> GIVEN REQUEST:
Could you rewrite the listing as a two-column CSV with the headers "prompt" and "points," one row per entry? Put each entry's text and its answer in a single quoted field, with line breaks replaced by spaces.

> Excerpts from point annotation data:
- - - - - - -
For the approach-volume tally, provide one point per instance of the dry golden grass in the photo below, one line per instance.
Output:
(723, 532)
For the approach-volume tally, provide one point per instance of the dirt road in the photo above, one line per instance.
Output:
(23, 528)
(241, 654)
- - - - - - -
> FULL RESPONSE:
prompt,points
"For the approach-volume tally, provide one point per instance of the dry golden grass in the photo below, one line per instance. Output:","(723, 532)"
"For the approach-volume tally, provide one point per instance of the dirt road in the photo above, one line per instance. Output:","(23, 528) (241, 654)"